* Exercises to complete *
• A. In the account of a mother's worsening illness, what song could the mother still sing after she could no longer answer simple questions?
• B. Continue the account of caring for a mother with a progressive illness, picking up after its last sentence.

* Document extract *
We never received a clear diagnosis of my mother’s illness, nor were we consistently informed about what to expect as her condition worsened. Looking back, I believe she had “multiple system atrophy”* an atypical parkinsonism. My mother’s usual militarily erect stature became bent and shuffling. She had told her own sister, her best friend in the world: “Don’t expect me to have a conversation with you,” when she journeyed a considerable distance to visit. Her ability to speak declined to the point where only passages committed to long-term memory could be repeated. She could sing Happy Birthday, but not answer a question about whether she was warm or cold. And one day, my mother could not speak at all.

How many times I wished I had asked her simple things before this chronic disease took her hostage: Do you like to sleep on your left side or your right side? How do you like your pillow? Which flavour of tea do you prefer? I wish I had made collections of her favourite music and read to her and watched TV with her, when I still could determine what those interests might have been. I was 17 when I left home for university, and I had lived away for longer than I had lived with my mom.

We had caregivers help with my mother’s care, as both my sister and I juggled professional careers.  One of the caregivers in our “staff family,” was a crusader for getting help for my mother, especially massage therapy and physiotherapy for her increasing rigidity. How Mom struggled. There seemed to be nothing available in the early 1990s. As a team we tried to advance the rights of the disabled and access resources on her behalf.

* Record excerpts *

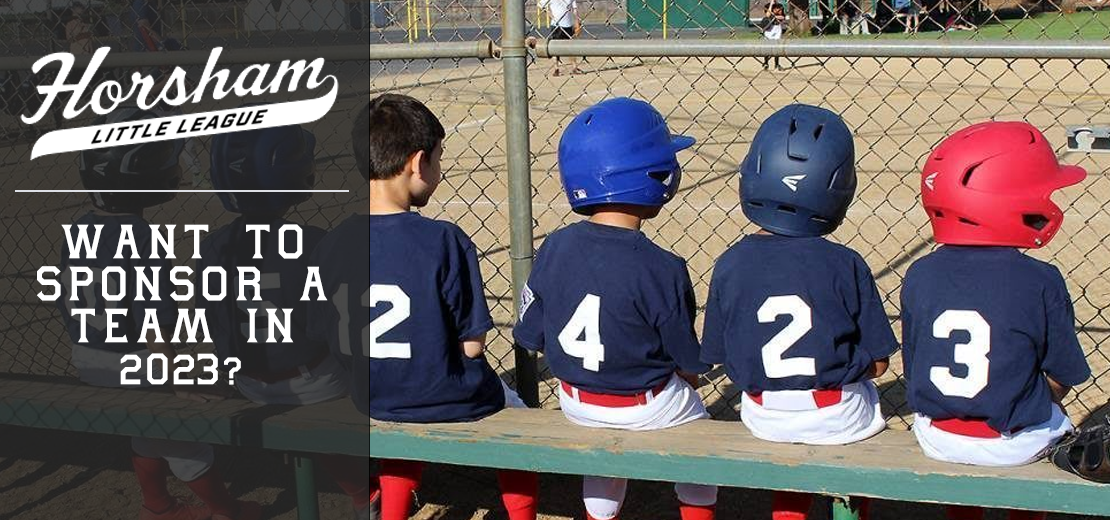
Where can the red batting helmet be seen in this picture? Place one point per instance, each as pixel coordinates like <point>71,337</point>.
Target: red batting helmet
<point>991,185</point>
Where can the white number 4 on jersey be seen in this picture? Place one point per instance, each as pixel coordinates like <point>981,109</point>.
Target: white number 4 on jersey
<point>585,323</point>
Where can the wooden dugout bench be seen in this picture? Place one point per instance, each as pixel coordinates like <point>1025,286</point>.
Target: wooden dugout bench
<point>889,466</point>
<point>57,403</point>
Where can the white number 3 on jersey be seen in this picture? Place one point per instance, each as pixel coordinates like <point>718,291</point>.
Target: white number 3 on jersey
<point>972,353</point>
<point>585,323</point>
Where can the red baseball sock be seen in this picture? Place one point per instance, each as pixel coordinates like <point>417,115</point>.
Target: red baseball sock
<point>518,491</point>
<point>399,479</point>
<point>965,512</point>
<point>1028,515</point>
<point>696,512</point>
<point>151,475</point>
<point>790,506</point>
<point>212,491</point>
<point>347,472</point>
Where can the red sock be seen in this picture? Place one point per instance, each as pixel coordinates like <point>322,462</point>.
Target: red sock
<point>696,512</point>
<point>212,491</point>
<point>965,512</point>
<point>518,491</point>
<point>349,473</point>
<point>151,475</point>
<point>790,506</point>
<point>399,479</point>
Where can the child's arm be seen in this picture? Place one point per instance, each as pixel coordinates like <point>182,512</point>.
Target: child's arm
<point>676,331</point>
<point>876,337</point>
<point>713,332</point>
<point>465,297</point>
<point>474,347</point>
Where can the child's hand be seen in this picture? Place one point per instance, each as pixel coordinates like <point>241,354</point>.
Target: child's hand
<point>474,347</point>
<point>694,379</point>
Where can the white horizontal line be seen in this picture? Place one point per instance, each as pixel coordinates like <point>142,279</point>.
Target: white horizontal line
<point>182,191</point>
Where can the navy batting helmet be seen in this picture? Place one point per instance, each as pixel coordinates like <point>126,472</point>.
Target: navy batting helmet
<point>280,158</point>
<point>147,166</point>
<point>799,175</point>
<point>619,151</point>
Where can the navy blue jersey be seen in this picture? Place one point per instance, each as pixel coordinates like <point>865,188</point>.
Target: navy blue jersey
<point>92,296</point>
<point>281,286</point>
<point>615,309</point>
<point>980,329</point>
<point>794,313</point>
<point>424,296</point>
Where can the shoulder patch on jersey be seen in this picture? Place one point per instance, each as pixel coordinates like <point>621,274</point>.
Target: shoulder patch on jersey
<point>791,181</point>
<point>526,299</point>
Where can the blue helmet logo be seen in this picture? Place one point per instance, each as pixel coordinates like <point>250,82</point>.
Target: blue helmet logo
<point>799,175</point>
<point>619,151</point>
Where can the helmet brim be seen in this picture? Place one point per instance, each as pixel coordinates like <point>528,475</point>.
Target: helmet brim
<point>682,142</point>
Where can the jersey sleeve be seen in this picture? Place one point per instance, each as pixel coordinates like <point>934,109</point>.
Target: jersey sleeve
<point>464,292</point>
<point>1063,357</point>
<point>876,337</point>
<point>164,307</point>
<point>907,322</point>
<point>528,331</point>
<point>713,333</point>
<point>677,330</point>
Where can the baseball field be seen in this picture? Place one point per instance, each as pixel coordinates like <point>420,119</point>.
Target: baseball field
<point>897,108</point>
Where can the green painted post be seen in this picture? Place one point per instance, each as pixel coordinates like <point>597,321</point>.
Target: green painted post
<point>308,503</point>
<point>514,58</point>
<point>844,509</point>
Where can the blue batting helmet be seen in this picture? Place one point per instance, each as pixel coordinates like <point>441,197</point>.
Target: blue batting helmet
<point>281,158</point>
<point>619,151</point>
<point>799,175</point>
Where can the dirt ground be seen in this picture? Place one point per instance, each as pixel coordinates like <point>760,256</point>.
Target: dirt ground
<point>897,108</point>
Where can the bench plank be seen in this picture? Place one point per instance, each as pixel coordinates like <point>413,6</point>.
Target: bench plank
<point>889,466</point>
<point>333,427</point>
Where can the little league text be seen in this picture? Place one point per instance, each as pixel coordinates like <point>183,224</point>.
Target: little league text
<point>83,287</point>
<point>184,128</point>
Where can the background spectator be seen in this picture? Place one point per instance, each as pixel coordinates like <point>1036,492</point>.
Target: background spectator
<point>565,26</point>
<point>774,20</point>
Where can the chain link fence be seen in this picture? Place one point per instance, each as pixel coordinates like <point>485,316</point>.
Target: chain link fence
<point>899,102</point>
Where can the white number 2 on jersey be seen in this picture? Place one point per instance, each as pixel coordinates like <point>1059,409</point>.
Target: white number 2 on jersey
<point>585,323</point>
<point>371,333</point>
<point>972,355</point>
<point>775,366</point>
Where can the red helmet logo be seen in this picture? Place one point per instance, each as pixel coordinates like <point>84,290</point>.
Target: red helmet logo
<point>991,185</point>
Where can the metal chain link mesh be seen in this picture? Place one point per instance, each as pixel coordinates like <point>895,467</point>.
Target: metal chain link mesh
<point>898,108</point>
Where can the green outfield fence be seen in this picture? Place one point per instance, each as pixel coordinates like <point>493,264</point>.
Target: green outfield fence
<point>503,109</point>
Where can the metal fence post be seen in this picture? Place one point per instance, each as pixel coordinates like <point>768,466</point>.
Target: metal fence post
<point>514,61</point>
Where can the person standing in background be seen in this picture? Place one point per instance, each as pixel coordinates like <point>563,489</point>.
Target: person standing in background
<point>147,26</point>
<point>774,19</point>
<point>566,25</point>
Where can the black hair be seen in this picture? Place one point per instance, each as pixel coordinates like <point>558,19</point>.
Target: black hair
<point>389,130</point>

* Per-task answers *
• A. She could still sing Happy Birthday.

• B.
The later stages of the disease were perhaps the most difficult for Mom to endure. Her only relaxation came during a warm bath or when sleeping. My sister and I would take turns lying down with her in the evenings, arms wrapped around her. If my mother woke up when I moved, then her sweating would begin again and the bed would be drenched within hours. It was like turning a hose on in the bed, the result was so drastic. It is these shortfalls in our caregiving that still live with me.

Although I had the experience of living with my ailing grandmother and my mother cared for my father through his long illness, we never fully discussed end-of-life issues. At that time, the medical community did not communicate with us about our options and I was not aware of any organization offering assistance to families to help us make such decisions. Today, end-of-life care and decision-making is discussed much more openly. I also know now that Parkinson Canada provides its clients with the information they need to make their own well-informed decisions at every stage of the disease.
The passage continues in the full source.